═══ Given information

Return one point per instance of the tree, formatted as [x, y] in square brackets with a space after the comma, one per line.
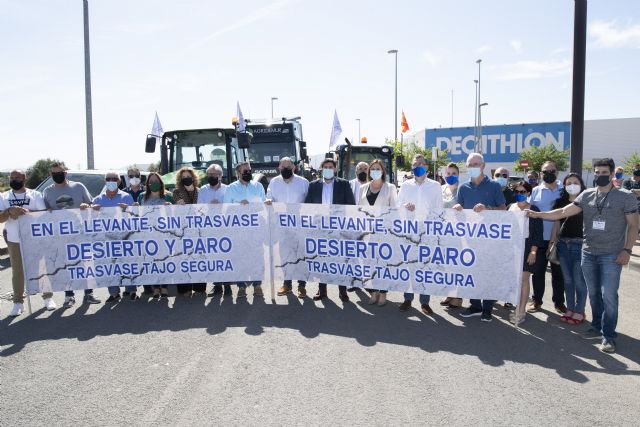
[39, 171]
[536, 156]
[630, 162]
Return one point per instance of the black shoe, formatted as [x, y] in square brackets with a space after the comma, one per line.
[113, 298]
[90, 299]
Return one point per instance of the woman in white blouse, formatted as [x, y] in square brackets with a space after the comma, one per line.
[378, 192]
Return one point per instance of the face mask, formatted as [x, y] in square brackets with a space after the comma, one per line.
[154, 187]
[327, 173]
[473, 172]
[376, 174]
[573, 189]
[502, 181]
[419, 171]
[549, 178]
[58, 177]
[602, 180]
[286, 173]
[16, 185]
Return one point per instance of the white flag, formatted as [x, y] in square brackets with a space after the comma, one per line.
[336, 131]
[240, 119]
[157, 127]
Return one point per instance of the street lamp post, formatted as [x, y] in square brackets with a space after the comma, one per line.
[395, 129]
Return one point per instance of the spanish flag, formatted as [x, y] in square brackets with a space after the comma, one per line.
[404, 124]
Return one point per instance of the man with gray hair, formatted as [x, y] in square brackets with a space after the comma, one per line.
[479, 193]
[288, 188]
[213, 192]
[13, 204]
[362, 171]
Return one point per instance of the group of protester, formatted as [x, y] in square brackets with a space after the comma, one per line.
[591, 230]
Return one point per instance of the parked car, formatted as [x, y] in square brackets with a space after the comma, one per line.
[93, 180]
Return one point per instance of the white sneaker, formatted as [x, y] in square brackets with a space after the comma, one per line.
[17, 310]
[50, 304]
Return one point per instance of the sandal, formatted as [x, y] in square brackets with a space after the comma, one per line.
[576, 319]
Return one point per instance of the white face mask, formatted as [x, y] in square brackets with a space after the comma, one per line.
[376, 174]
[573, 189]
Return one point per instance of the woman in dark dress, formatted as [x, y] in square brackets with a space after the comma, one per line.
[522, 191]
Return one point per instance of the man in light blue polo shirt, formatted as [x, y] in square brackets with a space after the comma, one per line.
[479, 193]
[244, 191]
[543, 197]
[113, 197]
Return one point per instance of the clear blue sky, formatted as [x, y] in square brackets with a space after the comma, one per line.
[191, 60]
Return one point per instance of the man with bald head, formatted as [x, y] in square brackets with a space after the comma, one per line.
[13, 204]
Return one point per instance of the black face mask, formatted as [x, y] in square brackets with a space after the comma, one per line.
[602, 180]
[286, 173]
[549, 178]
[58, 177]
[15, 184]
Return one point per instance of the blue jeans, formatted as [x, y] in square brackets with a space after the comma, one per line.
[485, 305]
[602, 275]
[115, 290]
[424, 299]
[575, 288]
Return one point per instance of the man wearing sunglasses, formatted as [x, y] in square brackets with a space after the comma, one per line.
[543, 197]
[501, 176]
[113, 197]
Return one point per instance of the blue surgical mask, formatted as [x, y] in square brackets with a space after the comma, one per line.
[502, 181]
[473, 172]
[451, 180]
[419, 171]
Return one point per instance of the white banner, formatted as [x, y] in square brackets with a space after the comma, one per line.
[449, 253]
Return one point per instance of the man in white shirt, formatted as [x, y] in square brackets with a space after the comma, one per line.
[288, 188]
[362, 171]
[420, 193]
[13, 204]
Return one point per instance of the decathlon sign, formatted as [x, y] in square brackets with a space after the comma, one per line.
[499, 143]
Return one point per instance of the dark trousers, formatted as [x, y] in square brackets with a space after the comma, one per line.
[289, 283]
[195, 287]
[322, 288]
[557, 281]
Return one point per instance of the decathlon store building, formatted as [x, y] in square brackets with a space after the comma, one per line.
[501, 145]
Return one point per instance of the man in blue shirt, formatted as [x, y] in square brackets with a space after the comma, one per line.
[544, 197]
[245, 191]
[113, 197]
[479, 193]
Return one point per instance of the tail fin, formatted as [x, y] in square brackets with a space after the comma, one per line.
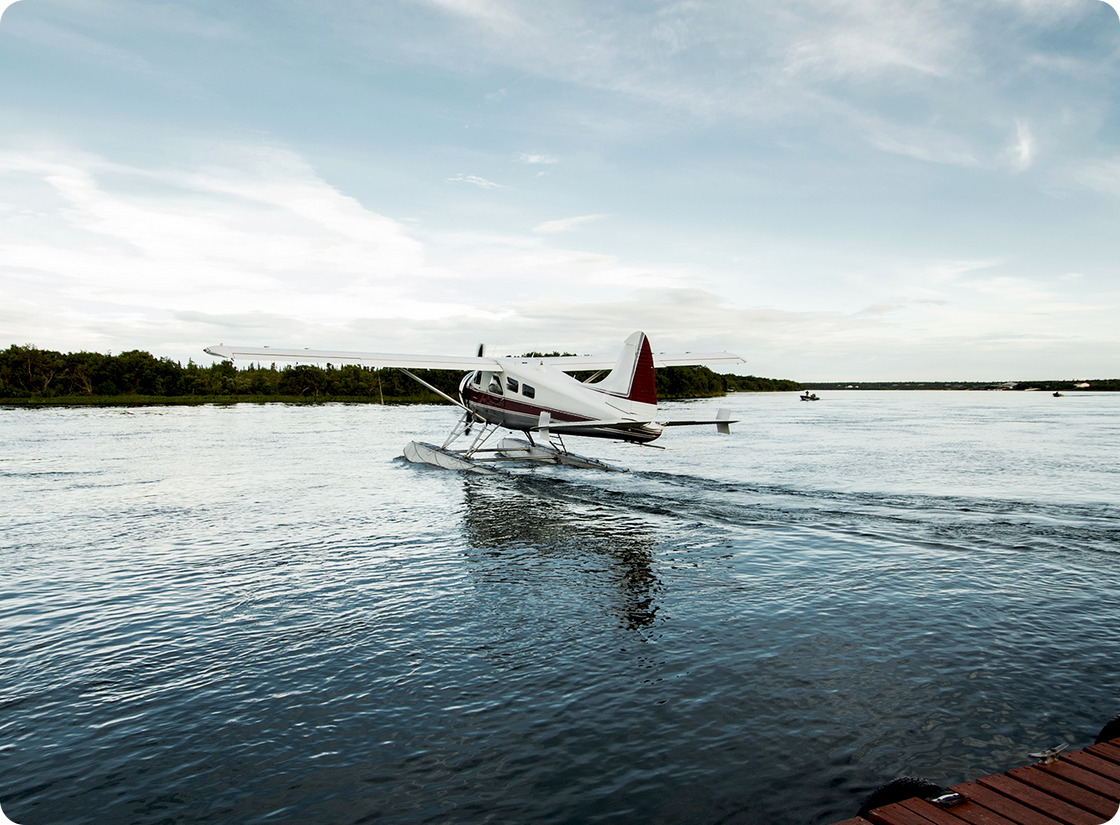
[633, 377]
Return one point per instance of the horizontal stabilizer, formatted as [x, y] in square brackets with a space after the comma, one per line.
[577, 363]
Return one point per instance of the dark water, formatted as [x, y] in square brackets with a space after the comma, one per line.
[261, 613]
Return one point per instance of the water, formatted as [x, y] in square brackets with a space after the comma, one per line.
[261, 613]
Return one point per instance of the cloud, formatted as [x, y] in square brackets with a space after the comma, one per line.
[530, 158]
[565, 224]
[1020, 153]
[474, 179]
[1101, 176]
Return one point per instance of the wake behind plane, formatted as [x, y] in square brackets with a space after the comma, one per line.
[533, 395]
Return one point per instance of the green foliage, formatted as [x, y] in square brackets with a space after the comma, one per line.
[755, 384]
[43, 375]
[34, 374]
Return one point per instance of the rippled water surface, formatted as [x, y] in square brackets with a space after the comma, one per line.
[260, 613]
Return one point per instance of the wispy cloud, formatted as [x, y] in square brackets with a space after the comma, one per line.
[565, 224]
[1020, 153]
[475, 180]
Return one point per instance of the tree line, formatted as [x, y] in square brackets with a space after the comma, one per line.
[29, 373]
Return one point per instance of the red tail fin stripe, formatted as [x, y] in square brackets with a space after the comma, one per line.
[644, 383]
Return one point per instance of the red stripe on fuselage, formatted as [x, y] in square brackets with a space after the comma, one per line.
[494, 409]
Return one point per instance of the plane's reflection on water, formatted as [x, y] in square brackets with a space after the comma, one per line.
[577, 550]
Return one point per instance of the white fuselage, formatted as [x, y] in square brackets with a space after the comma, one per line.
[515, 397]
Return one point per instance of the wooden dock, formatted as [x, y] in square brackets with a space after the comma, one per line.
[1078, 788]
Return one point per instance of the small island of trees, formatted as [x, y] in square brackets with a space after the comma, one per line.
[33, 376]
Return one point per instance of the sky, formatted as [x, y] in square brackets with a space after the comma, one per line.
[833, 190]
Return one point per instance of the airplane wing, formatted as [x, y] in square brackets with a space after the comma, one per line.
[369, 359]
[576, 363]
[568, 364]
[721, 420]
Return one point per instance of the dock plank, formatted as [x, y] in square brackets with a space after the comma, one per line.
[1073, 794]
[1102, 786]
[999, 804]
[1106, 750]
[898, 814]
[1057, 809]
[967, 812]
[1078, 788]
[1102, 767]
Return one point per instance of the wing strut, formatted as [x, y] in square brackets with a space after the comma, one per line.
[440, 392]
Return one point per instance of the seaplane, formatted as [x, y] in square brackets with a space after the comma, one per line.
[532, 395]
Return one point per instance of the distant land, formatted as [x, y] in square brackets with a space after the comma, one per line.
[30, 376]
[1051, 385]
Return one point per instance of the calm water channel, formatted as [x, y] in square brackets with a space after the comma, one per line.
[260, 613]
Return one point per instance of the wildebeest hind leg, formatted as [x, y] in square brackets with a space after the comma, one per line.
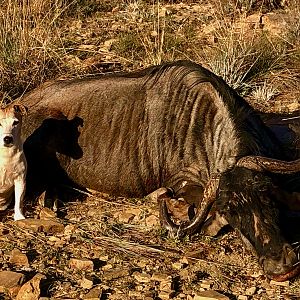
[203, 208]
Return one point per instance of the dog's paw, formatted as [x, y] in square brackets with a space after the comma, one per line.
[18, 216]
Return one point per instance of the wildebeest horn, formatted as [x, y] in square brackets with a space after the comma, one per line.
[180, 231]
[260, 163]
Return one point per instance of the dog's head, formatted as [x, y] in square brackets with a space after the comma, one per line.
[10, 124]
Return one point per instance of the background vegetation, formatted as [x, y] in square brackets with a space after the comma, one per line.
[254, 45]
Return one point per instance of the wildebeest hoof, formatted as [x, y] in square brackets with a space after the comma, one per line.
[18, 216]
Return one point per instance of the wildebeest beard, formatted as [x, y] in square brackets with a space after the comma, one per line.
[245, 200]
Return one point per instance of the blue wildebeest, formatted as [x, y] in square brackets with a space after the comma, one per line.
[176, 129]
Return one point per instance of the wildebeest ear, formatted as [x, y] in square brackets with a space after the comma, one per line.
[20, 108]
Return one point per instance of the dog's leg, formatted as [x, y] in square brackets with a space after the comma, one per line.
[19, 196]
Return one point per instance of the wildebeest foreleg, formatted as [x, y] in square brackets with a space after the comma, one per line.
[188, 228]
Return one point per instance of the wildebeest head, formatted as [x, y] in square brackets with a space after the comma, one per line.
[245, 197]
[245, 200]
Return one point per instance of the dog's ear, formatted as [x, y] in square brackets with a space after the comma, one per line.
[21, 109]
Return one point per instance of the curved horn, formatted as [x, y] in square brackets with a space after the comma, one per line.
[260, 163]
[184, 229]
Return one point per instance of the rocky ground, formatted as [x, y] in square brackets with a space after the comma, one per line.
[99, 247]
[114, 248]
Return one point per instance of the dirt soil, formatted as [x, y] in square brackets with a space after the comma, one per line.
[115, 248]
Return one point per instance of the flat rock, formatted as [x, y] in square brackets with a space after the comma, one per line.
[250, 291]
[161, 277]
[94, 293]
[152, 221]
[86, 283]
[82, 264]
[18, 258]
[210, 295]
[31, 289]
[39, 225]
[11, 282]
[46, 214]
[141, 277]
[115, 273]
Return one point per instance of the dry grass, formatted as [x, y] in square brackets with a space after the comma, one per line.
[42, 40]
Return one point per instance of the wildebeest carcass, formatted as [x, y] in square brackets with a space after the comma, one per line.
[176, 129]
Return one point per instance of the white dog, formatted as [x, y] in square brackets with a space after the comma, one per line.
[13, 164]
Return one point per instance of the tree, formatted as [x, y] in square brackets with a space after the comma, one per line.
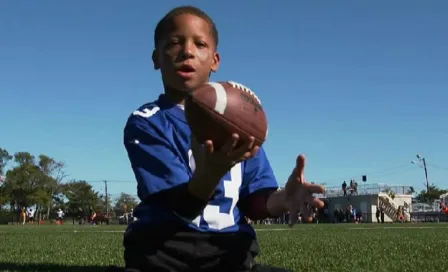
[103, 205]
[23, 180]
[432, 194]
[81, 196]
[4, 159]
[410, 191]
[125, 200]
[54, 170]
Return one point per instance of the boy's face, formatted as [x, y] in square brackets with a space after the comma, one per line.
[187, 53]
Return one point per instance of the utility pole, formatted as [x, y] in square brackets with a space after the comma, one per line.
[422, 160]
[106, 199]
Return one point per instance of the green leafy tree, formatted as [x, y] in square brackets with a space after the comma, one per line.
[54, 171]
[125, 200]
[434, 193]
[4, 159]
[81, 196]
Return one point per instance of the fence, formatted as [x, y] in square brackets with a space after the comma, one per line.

══════

Required action:
Take the line containing "Return one point per instance of the curved" and every line after it up to the end of the data, and write them out exactly, without the pictures.

Solved exercise:
Return one point per instance of the curved horn, formatted as [x, y] in square brackets with a space after the comma, one per line.
[260, 163]
[184, 229]
Return one point per instance of the rocky ground, formatted as [x, y] in square brackets with a space after the comma, one per line.
[99, 247]
[114, 248]
Return one point per instance of the dirt soil, formatted as [x, y] in square brackets with a space after the comma, one per line.
[115, 248]
Return one point per instance of the flat rock, formatted as [x, y] in square brackets with a space after the comma, one per line.
[250, 291]
[161, 277]
[94, 293]
[152, 221]
[86, 283]
[82, 264]
[18, 258]
[210, 295]
[31, 289]
[39, 225]
[11, 282]
[46, 214]
[141, 277]
[115, 273]
Return one point per instance of the dry grass, formatted as [x, y] in square brackets with a space after the comma, one per line.
[42, 40]
Return one point per instance of the wildebeest carcass, formatted as [x, y] in square brackets with a space after the comma, one per line.
[176, 129]
Return one point per instance of the white dog, formatted as [x, y] in square brackets with a space after the comma, one per line.
[13, 164]
Return one point per instance of the tree, formatted as [x, y] in square brackets with a space after the comma, one per line.
[103, 205]
[23, 180]
[432, 194]
[81, 196]
[4, 159]
[410, 191]
[125, 200]
[54, 170]
Return one point per instance of the boy's face, formatted as [x, y] in square brackets with a space after the comma, one per line.
[187, 53]
Return one point per instance of the utility pole, formatted as [x, y] in square brackets with a space after the comma, one per line.
[422, 160]
[106, 199]
Return one point per instance of the green leafy tree, formatted as [x, y] in square brackets with a space after the comma, one per line.
[54, 171]
[125, 200]
[434, 193]
[4, 159]
[81, 196]
Return one point per instance of the fence, formatted as [x, y] in square brackets with a space after the comma, one per line.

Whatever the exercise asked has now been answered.